● BRIEF: Reproduce the passage from the frogmander article below word for word, from "First collected in" up to and including "frogmander’s deep secret.".

● SOURCE TEXT:
Image from University of Calgary
Some people just don’t get the point, no matter how much stuff happens – Americans continue to see creationism taught in their schools not as a religious doctrine, but as science, by at least a quarter of the nation’s biology teachers.Despite a 2005 Pennsylvania court case that threw intelligent design out of the classroom, states still set their own precedent, and teachers, more than legislators, are in control of what happens in their classroom. This is a dangerous proposition when 16% of the nation’s biology teachers are creationists, and 1 in 6 of those believe the earth is less than 10,000 years old. It’s this very population that may not be qualified to explain to their students what is going on when scientists in the field discover an animal like the frogmander: a 290-million-year-old fossil linking modern frogs and salamanders to a single ancient amphibian.
The frogmander is just the latest in a long, long line of body blows to creationism that are typically shrugged off as the work of the devil, or the by-products of a scientific community that’s not open to a pluralism of views when it comes to creationism. Instead, this frog, the Gerobatrachus hottoni, or “elderly frog” will help unify the family tree of amphibians, which had been shrouded in scientific mystery since time immemorial. The ancient record existed up until the point that the elderly frog should have existed, and the modern one began after it, but the gap was not to be filled until the current issue of the journal “Nature” was released, and with it the news of this missing evolutionary link.
First collected in the 1990s, nobody noticed the significance of the frogmander until 2004, when a scientist going through the archives of the Smithsonian Institution found what are termed “archaic features” in the fossil, anachronisms that gave away the frogmander’s deep secret.

● RECORDS PROVIDED:
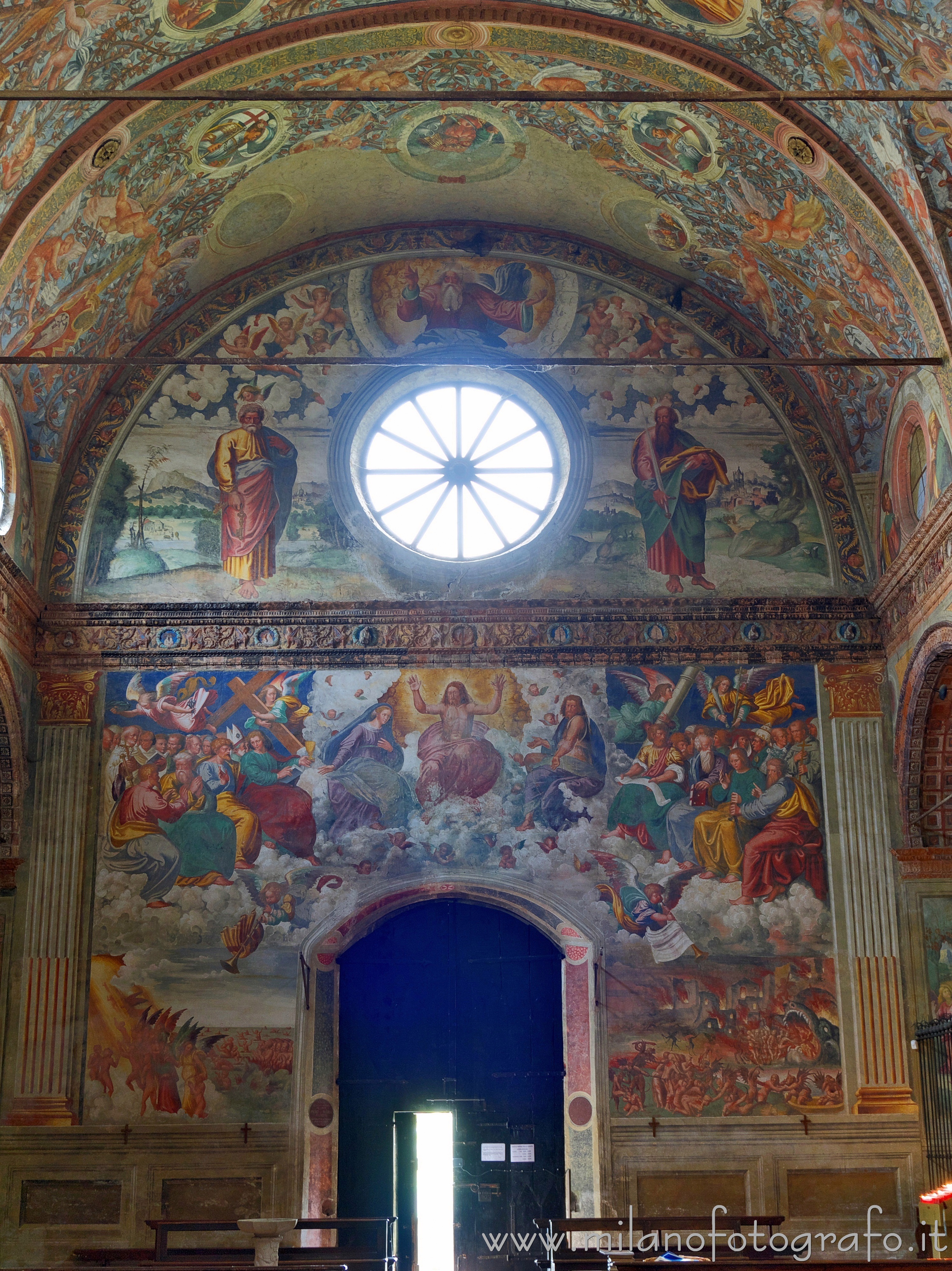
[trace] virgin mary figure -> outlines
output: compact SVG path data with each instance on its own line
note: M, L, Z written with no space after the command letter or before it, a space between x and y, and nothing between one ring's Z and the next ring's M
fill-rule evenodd
M412 793L400 775L403 751L393 735L393 708L370 707L324 747L327 792L334 811L330 839L351 830L405 825ZM332 775L333 774L333 775Z

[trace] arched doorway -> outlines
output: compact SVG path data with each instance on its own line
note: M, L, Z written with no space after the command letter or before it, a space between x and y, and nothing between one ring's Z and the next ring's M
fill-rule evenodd
M394 1113L439 1110L454 1112L458 1265L486 1260L483 1233L562 1215L562 958L536 928L463 900L404 910L341 955L339 1216L390 1211Z

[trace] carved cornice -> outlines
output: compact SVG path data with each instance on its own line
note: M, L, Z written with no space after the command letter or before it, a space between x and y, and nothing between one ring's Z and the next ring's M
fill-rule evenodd
M468 604L56 605L37 666L868 662L882 653L869 605L810 600Z
M923 517L892 567L869 594L892 652L952 587L952 486Z
M880 685L886 679L886 662L858 662L829 666L820 662L824 688L830 694L831 719L881 719Z
M38 671L39 723L92 723L99 671Z
M33 661L37 619L42 609L43 602L33 585L0 547L0 636L28 662Z

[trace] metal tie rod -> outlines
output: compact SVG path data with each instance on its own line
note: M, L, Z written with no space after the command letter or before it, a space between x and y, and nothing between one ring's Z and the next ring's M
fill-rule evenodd
M526 367L529 370L555 370L561 366L610 366L615 370L625 367L636 370L639 366L658 367L665 366L676 370L679 366L944 366L942 357L643 357L637 361L623 361L609 357L510 357L501 360L482 360L479 357L466 357L460 353L458 357L444 357L439 361L431 358L414 358L408 361L400 357L294 357L294 358L248 358L248 357L208 357L207 355L189 356L188 353L167 357L141 356L141 357L33 357L18 356L0 357L0 366L248 366L267 370L287 370L291 366L393 366L399 369L421 366L510 366Z
M113 89L88 93L69 89L19 89L0 92L0 102L608 102L633 103L723 103L765 102L952 102L952 90L845 89L839 93L806 89L718 89L711 93L644 89L606 93L544 93L536 89L479 89L473 92L353 93L332 89Z

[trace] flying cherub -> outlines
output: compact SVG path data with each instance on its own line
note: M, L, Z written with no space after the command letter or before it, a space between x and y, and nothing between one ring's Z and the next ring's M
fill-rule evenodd
M738 177L744 200L733 194L728 187L727 193L738 212L750 221L751 229L744 238L749 243L775 243L797 250L811 238L813 230L819 230L826 221L822 203L819 198L810 197L793 202L793 191L788 189L783 197L783 207L779 212L770 215L770 205L766 197L751 184L746 177Z
M899 318L892 289L873 273L869 253L849 221L847 221L847 240L850 250L843 257L843 272L855 282L860 296L867 296L877 309L885 309L890 318Z
M0 159L0 188L4 192L13 189L22 180L29 180L39 172L47 156L56 150L53 145L37 145L36 123L37 108L33 107L27 118L17 125L13 150Z
M346 66L330 75L320 79L299 80L296 89L309 88L339 88L344 93L394 93L407 88L409 76L407 71L416 66L427 56L428 50L414 48L409 53L400 53L398 57L381 57L372 66L351 67ZM332 116L343 102L333 102L325 118Z
M275 339L282 350L296 344L306 316L306 314L300 314L300 316L292 318L290 314L282 314L280 318L272 318L268 314L268 324L271 325L268 341Z
M674 874L665 887L656 882L642 886L630 860L610 852L590 852L588 855L611 880L597 886L601 899L611 905L619 928L646 939L656 962L674 962L689 949L695 958L708 956L690 939L672 913L690 881L690 873Z
M777 336L780 330L777 301L770 283L760 272L760 262L754 252L741 243L732 252L708 248L704 254L708 257L704 266L707 272L718 273L722 278L730 278L731 282L738 282L744 289L741 300L745 304L755 305L764 319L768 334Z
M111 709L118 716L146 716L170 732L200 732L219 698L217 690L210 688L214 683L203 675L175 671L159 680L154 689L146 689L141 672L136 671L126 685L126 700L135 702L135 707L123 710L113 705Z
M92 194L83 208L86 225L105 235L107 243L132 235L137 239L154 238L159 230L151 217L188 182L188 177L173 180L170 173L150 182L140 198L132 198L126 188L126 178L119 180L114 194Z
M60 299L57 283L74 261L85 257L86 248L79 236L71 233L79 212L79 198L74 198L50 226L46 236L37 243L27 257L23 271L23 291L27 299L27 325L33 322L37 301L55 305ZM76 271L79 273L79 271Z
M702 717L724 728L759 724L773 728L789 719L797 702L793 680L785 672L775 674L774 666L742 666L733 679L726 672L714 676L698 671L694 677L704 697Z

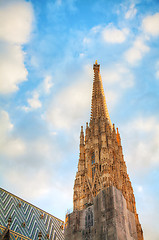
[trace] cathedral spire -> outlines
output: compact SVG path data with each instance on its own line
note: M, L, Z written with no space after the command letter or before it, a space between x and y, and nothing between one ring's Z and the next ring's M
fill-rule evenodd
M95 61L93 65L94 80L92 91L92 105L91 105L91 121L105 118L112 127L111 120L108 113L108 108L105 100L102 79L100 75L100 64Z

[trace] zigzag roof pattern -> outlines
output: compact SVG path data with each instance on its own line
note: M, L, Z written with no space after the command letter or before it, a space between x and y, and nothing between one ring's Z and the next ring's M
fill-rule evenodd
M10 229L30 239L63 240L64 222L42 209L0 188L0 225L7 226L11 216Z

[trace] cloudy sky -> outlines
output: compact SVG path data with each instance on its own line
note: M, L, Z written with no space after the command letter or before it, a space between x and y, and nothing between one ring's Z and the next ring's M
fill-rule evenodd
M145 239L158 240L158 0L0 0L0 186L64 219L96 59Z

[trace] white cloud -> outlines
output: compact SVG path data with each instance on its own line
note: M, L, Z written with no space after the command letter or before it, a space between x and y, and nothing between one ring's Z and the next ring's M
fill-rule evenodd
M19 171L12 169L8 172L6 181L16 186L24 199L38 199L45 196L50 190L50 176L44 170Z
M138 117L122 127L127 139L126 159L131 171L159 166L159 124L155 117ZM135 170L136 171L136 170Z
M0 93L8 94L17 91L18 84L27 80L22 44L29 40L32 5L23 0L1 1L0 18Z
M109 24L102 31L102 37L105 42L109 43L122 43L126 40L126 37L129 33L127 28L118 29L112 24Z
M28 101L28 104L30 105L29 110L41 108L42 106L39 100L39 93L36 91L33 93L33 97L29 98L27 101Z
M44 91L45 91L45 93L49 94L49 93L50 93L50 90L51 90L51 88L52 88L52 86L53 86L52 76L47 75L47 76L45 77L43 86L44 86Z
M133 18L137 13L137 9L135 8L135 4L131 4L129 10L125 14L126 19Z
M109 85L118 84L118 87L121 88L129 88L134 85L133 74L124 64L118 63L104 69L102 75L103 82Z
M10 157L24 154L25 143L12 135L13 124L6 111L0 111L0 153Z
M7 94L18 90L18 84L27 80L24 66L24 52L19 45L3 44L0 53L0 93Z
M47 119L57 128L69 129L80 124L82 117L87 113L92 89L89 71L90 66L86 66L80 76L77 73L77 76L74 76L76 82L61 90L50 104Z
M159 13L145 17L142 22L142 27L145 33L152 36L159 36Z
M159 79L159 61L156 63L156 78Z
M149 52L150 48L144 43L144 39L141 37L138 37L133 47L128 49L124 56L126 61L128 61L130 64L135 65L138 63L139 60L141 60L145 53Z

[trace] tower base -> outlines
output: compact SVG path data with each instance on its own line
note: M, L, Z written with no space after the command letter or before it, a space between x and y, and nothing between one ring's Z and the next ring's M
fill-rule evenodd
M137 240L135 215L127 209L122 192L111 186L93 203L68 215L65 240Z

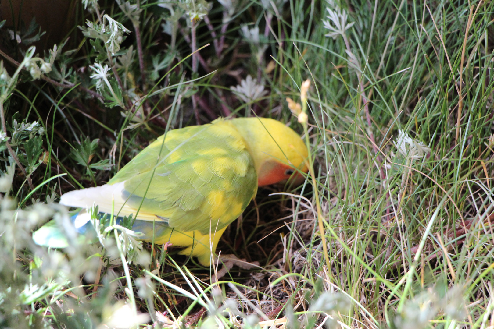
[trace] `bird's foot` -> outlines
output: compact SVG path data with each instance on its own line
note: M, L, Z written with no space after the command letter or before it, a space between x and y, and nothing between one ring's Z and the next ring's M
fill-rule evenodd
M213 275L212 282L216 282L222 278L235 265L245 270L248 270L259 266L258 261L249 263L245 258L240 259L233 254L222 255L214 257L215 265L223 264L221 269Z

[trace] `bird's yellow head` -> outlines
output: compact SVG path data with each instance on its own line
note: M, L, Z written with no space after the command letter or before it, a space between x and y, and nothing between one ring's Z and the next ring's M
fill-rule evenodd
M267 118L239 118L231 120L247 144L259 186L303 178L306 173L307 147L300 137L280 121Z

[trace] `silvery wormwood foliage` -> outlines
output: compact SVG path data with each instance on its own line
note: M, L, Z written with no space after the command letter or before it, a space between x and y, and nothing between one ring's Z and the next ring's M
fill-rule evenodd
M250 75L247 75L246 79L243 79L240 84L236 87L230 87L230 89L245 103L253 102L268 92L267 90L264 90L264 84L257 84Z
M430 147L420 141L415 141L401 129L398 130L398 137L393 144L398 152L410 159L421 159L431 150Z
M106 25L107 22L108 25ZM123 25L106 14L103 16L101 24L95 24L88 20L86 25L87 27L85 28L80 27L84 36L102 40L112 54L120 50L120 44L124 41L124 34L130 33Z
M324 27L331 32L325 36L336 39L339 36L344 35L345 31L352 27L355 22L347 24L348 16L345 9L341 9L333 1L328 1L328 2L329 6L326 8L328 13L326 17L329 20L323 21L323 23Z

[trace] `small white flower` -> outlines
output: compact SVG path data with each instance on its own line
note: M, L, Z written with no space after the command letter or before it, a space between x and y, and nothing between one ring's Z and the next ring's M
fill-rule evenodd
M230 87L230 89L245 103L253 102L268 93L264 90L264 84L257 84L250 75L247 75L245 80L243 79L240 84L236 87Z
M398 136L393 144L401 154L410 159L421 159L431 150L420 141L417 141L409 136L406 132L398 130Z
M51 72L51 64L45 62L41 65L41 69L43 73L49 73Z
M185 14L191 21L200 21L212 8L213 4L205 0L180 0Z
M29 73L34 79L39 79L41 76L41 70L36 62L29 62L26 64L26 68L29 70Z
M328 15L326 17L329 18L329 20L323 21L323 23L324 24L324 27L331 31L325 36L336 39L339 36L344 35L345 31L352 27L355 22L352 22L347 24L346 21L348 16L345 9L342 9L334 3L332 4L336 10L333 10L330 8L327 8ZM331 5L331 3L330 3L329 5ZM331 25L331 23L334 25L334 27Z
M9 37L10 37L10 40L15 40L16 41L17 41L17 43L20 43L21 42L22 42L22 40L21 40L20 32L17 31L17 32L15 33L15 36L14 36L14 31L13 30L7 30L7 31L8 32L8 36Z
M242 34L244 37L252 43L259 44L259 27L256 26L252 29L249 29L248 26L244 25L242 28Z

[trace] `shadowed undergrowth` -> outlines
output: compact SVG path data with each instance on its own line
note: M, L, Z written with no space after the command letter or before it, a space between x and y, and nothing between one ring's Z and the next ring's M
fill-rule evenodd
M2 326L494 325L493 3L71 3L49 49L34 22L0 29ZM222 237L258 269L211 285L214 268L95 214L86 243L57 203L170 129L253 115L313 164ZM51 219L68 247L34 243Z

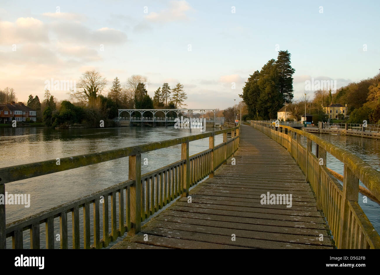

● COMPLETED EXERCISE:
First collected in the 1990s, nobody noticed the significance of the frogmander until 2004, when a scientist going through the archives of the Smithsonian Institution found what are termed “archaic features” in the fossil, anachronisms that gave away the frogmander’s deep secret.